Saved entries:
────
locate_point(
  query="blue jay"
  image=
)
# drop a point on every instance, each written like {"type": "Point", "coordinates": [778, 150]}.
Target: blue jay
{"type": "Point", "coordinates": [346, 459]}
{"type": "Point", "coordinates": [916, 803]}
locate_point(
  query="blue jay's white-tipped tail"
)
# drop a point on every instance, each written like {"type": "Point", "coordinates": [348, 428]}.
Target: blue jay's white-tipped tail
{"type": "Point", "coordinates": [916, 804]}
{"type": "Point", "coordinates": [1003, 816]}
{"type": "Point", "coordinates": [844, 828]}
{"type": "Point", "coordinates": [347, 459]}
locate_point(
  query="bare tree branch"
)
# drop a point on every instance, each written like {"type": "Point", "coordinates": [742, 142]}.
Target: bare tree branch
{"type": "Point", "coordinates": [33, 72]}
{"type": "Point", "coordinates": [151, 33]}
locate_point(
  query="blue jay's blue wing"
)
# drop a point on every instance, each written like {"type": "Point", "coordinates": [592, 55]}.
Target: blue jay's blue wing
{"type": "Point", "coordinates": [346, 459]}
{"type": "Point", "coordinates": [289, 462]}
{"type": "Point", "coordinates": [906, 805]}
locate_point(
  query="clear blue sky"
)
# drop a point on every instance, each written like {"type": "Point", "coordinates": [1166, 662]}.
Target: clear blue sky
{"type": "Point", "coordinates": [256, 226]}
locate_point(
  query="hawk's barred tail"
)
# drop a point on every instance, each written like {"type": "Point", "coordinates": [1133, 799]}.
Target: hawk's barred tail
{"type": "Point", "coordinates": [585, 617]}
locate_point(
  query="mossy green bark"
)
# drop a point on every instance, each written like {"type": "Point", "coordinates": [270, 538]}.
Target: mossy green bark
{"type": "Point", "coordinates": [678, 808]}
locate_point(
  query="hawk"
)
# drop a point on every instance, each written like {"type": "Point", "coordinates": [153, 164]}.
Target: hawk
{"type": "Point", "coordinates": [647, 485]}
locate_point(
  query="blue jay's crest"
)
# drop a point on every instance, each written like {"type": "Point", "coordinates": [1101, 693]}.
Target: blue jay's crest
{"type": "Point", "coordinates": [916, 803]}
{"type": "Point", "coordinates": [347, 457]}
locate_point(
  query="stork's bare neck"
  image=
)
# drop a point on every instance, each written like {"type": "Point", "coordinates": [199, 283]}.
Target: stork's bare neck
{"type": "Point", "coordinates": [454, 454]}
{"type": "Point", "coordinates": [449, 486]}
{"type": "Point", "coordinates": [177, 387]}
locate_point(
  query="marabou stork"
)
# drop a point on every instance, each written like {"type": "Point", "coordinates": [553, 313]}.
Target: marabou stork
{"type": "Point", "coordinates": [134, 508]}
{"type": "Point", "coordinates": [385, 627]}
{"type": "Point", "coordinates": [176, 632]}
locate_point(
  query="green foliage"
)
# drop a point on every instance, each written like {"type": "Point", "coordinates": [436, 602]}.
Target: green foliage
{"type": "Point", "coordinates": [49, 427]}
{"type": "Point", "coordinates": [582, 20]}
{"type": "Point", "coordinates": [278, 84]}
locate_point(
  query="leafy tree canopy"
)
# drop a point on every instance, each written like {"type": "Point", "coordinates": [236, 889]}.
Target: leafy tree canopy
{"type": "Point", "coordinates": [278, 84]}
────
→ **Activity**: Output all records verbatim.

→ **Response below**:
locate_point(
  query="blue jay"
  image=
)
# drop a point on every instance, each written like {"type": "Point", "coordinates": [778, 150]}.
Target: blue jay
{"type": "Point", "coordinates": [346, 459]}
{"type": "Point", "coordinates": [916, 803]}
locate_point(
  query="blue jay's white-tipped tail"
)
# drop a point on every instance, each written like {"type": "Point", "coordinates": [348, 428]}.
Target: blue jay's white-tipped tail
{"type": "Point", "coordinates": [916, 804]}
{"type": "Point", "coordinates": [1003, 816]}
{"type": "Point", "coordinates": [844, 828]}
{"type": "Point", "coordinates": [347, 459]}
locate_point(
  query="bare tree branch"
)
# drop a point on every instance, each written like {"type": "Point", "coordinates": [742, 142]}.
Target: bare tree branch
{"type": "Point", "coordinates": [33, 72]}
{"type": "Point", "coordinates": [151, 33]}
locate_point(
  query="blue jay's blue wing"
)
# drop a point on every instance, each written like {"type": "Point", "coordinates": [592, 55]}.
Target: blue jay's blue wing
{"type": "Point", "coordinates": [346, 459]}
{"type": "Point", "coordinates": [289, 462]}
{"type": "Point", "coordinates": [906, 805]}
locate_point(
  query="clear blue sky"
)
# drop a point on every instance, each written like {"type": "Point", "coordinates": [1166, 662]}.
Target: clear blue sky
{"type": "Point", "coordinates": [256, 226]}
locate_point(
  query="hawk's barred tail"
)
# drop a point on every instance, each written like {"type": "Point", "coordinates": [1133, 799]}.
Target: hawk's barred tail
{"type": "Point", "coordinates": [585, 617]}
locate_point(
  query="mossy green bark"
)
# drop a point on every instance, each written like {"type": "Point", "coordinates": [270, 538]}.
Target: mossy green bark
{"type": "Point", "coordinates": [678, 808]}
locate_point(
  query="hawk"
)
# drop a point on every instance, each written like {"type": "Point", "coordinates": [153, 164]}.
Target: hawk
{"type": "Point", "coordinates": [647, 485]}
locate_point(
  query="blue jay's crest"
)
# drop a point on every instance, each written like {"type": "Point", "coordinates": [1101, 693]}.
Target: blue jay's crest
{"type": "Point", "coordinates": [916, 803]}
{"type": "Point", "coordinates": [347, 457]}
locate_point(
  query="stork's bare neck"
  image=
)
# drop a point on every instance, each written like {"type": "Point", "coordinates": [199, 283]}.
Target: stork's bare neck
{"type": "Point", "coordinates": [454, 454]}
{"type": "Point", "coordinates": [449, 486]}
{"type": "Point", "coordinates": [177, 387]}
locate_point(
  query="marabou stork"
)
# drop a point on every instance, each written like {"type": "Point", "coordinates": [553, 313]}.
Target: marabou stork
{"type": "Point", "coordinates": [134, 508]}
{"type": "Point", "coordinates": [385, 627]}
{"type": "Point", "coordinates": [176, 632]}
locate_point(
  query="green foliage"
)
# drop a point on every instance, each written like {"type": "Point", "coordinates": [436, 602]}.
Target: green foliage
{"type": "Point", "coordinates": [49, 427]}
{"type": "Point", "coordinates": [582, 20]}
{"type": "Point", "coordinates": [278, 84]}
locate_point(
  query="leafy tree canopy"
)
# drop a point on every instance, each written like {"type": "Point", "coordinates": [236, 889]}.
Target: leafy tree canopy
{"type": "Point", "coordinates": [278, 84]}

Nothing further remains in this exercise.